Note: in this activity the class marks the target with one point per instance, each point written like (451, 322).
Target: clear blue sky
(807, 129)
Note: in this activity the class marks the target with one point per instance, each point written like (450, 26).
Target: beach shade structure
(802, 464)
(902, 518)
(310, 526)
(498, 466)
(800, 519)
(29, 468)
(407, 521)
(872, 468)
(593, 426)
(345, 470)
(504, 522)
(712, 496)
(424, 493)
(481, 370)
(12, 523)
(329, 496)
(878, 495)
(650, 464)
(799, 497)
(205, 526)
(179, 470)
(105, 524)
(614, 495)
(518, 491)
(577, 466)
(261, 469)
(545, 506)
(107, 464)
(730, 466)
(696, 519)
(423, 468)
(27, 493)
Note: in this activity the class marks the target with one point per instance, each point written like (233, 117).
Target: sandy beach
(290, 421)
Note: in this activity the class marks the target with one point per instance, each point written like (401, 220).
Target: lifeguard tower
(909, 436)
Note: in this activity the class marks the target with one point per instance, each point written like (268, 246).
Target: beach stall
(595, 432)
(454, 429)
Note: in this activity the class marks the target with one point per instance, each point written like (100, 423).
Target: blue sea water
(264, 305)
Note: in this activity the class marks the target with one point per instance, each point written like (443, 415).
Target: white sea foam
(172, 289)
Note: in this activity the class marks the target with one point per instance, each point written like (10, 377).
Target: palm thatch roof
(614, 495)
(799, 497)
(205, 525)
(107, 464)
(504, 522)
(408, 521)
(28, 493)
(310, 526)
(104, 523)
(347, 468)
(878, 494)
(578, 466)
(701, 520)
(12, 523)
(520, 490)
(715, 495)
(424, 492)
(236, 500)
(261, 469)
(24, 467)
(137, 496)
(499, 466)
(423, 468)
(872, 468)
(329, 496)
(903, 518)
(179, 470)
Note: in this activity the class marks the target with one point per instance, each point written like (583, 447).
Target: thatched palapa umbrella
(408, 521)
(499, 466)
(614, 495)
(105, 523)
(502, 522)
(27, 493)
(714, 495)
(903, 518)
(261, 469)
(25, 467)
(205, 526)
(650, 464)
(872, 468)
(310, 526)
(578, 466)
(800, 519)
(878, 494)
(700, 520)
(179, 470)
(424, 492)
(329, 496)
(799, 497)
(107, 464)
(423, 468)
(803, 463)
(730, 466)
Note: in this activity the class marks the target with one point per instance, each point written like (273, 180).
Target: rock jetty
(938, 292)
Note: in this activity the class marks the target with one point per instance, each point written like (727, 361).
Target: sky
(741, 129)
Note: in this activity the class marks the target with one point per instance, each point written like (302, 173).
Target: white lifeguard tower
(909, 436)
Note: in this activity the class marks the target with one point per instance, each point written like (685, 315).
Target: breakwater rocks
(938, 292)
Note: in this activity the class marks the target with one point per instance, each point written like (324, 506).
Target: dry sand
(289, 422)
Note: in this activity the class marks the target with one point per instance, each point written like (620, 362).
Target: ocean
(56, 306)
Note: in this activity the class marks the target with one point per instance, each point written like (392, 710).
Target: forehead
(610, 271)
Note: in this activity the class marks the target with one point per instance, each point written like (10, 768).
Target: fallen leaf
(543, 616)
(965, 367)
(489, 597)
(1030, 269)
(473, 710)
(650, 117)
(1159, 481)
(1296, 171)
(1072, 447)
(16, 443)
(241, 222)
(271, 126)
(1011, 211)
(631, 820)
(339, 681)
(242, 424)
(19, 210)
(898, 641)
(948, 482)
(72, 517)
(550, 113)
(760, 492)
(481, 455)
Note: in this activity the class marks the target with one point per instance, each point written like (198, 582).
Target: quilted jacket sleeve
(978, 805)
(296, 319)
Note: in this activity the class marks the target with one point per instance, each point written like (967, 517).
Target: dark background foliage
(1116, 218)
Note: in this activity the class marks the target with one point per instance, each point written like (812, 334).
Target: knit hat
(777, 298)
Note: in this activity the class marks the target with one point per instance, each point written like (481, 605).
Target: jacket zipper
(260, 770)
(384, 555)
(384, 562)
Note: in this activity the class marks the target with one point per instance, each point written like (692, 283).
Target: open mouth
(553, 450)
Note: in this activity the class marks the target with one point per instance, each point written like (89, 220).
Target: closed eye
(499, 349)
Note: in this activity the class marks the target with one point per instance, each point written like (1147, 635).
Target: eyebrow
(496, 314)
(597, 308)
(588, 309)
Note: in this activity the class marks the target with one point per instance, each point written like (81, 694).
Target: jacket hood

* _Problem requirements_
Write out all of the records above again, word for word, line by line.

* _Worked answer_
Note: in this activity the class marks the target with one point per instance, each point written like (451, 322).
Target: clear blue sky
(807, 129)
Note: in this activity the class marks the target with one point per instance, each point written like (450, 26).
Target: beach shade structure
(802, 464)
(902, 518)
(310, 526)
(498, 466)
(800, 519)
(29, 468)
(407, 521)
(872, 468)
(593, 426)
(345, 470)
(504, 522)
(712, 496)
(424, 493)
(481, 370)
(12, 523)
(329, 496)
(878, 495)
(650, 464)
(799, 497)
(205, 526)
(179, 470)
(105, 524)
(614, 495)
(518, 491)
(577, 466)
(261, 469)
(545, 506)
(107, 464)
(730, 466)
(696, 519)
(423, 468)
(27, 493)
Note: in this activity the class marks the target with one point per instance, each point written like (233, 117).
Target: sandy beach
(290, 421)
Note: in this activity the class marks the target with one point per instance, each point written like (401, 220).
Target: lifeguard tower
(909, 436)
Note: in this activity the class marks the target with one point per instance, each point written like (268, 246).
Target: beach stall
(595, 432)
(454, 429)
Note: in this activity the class marks the target with one point per instance, each point written like (100, 423).
Target: blue sea water
(264, 305)
Note: in this activity the class marks the target with one point per instance, each point written like (443, 415).
Target: white sea foam
(172, 289)
Note: in this activity the class marks the target with one point per instance, each point written like (10, 377).
Target: palm thatch roof
(614, 495)
(799, 497)
(205, 525)
(107, 464)
(504, 522)
(408, 521)
(28, 493)
(310, 526)
(104, 523)
(347, 468)
(878, 494)
(578, 466)
(701, 520)
(12, 523)
(520, 490)
(715, 495)
(424, 492)
(236, 500)
(261, 469)
(24, 467)
(137, 496)
(499, 466)
(423, 468)
(872, 468)
(329, 496)
(903, 518)
(179, 470)
Note: in this activity the class marks the target with one point per instance, each point written like (583, 447).
Target: thatched palapa umbrella
(408, 521)
(499, 466)
(614, 495)
(105, 523)
(502, 522)
(27, 493)
(714, 495)
(903, 518)
(261, 469)
(25, 467)
(205, 526)
(650, 464)
(872, 468)
(310, 526)
(578, 466)
(800, 519)
(878, 494)
(700, 520)
(179, 470)
(424, 492)
(329, 496)
(799, 497)
(107, 464)
(423, 468)
(803, 463)
(730, 466)
Note: in this activity the class marks the target with one point per instance, each point written like (273, 180).
Target: rock jetty
(938, 292)
Note: in this activity the class marks the target with one point per instance, each point written like (727, 361).
Target: sky
(741, 129)
Note: in this activity the class marks the target with one point per instance, each point written like (302, 173).
Target: white lifeguard tower
(909, 436)
Note: in this activity the class marks the target with one point per instance, each point written like (685, 315).
Target: breakwater rocks
(938, 292)
Note: in this activity the class marks the target with one point per instance, each point written like (324, 506).
Target: dry sand
(289, 422)
Note: in this activity the class marks the target with one point per instance, each point written like (620, 362).
Target: ocean
(56, 306)
Note: in this activity the class marks the target with one point per instance, each point written like (392, 710).
Target: forehead
(610, 271)
Note: in this activity the class marks the target with one point per instance, each point written like (10, 768).
Target: fallen leaf
(543, 616)
(965, 367)
(489, 597)
(1030, 269)
(473, 710)
(650, 117)
(1159, 481)
(1296, 171)
(1072, 447)
(16, 443)
(241, 222)
(271, 126)
(1011, 211)
(631, 820)
(339, 681)
(242, 424)
(19, 210)
(898, 641)
(948, 482)
(72, 517)
(550, 113)
(760, 492)
(481, 455)
Note: in this activity the class marks the target with one point per instance, each point written like (198, 582).
Target: quilted jacket sleeve
(978, 805)
(296, 319)
Note: in this activity the class marks the target with one point per instance, each point written like (967, 517).
Target: dark background foliage
(1116, 218)
Note: in this activity the class marks the target with one point per instance, each point written like (812, 334).
Target: knit hat
(777, 298)
Note: in this activity the class marks the target with one point per instance, each point written like (481, 605).
Target: jacket zipper
(260, 770)
(384, 555)
(384, 562)
Note: in this activity the class marks the target with one point per instance, each point written like (692, 283).
Target: open mouth
(553, 450)
Note: in this activity the class marks the target with one point per instance, each point written like (89, 220).
Target: closed eye
(499, 349)
Note: in this activity the class marks the target with one point per instance, each point written like (1147, 635).
Target: eyebrow
(496, 314)
(597, 308)
(588, 309)
Note: in this activity the class marks the target with one point per instance, each point written like (81, 694).
Target: jacket hood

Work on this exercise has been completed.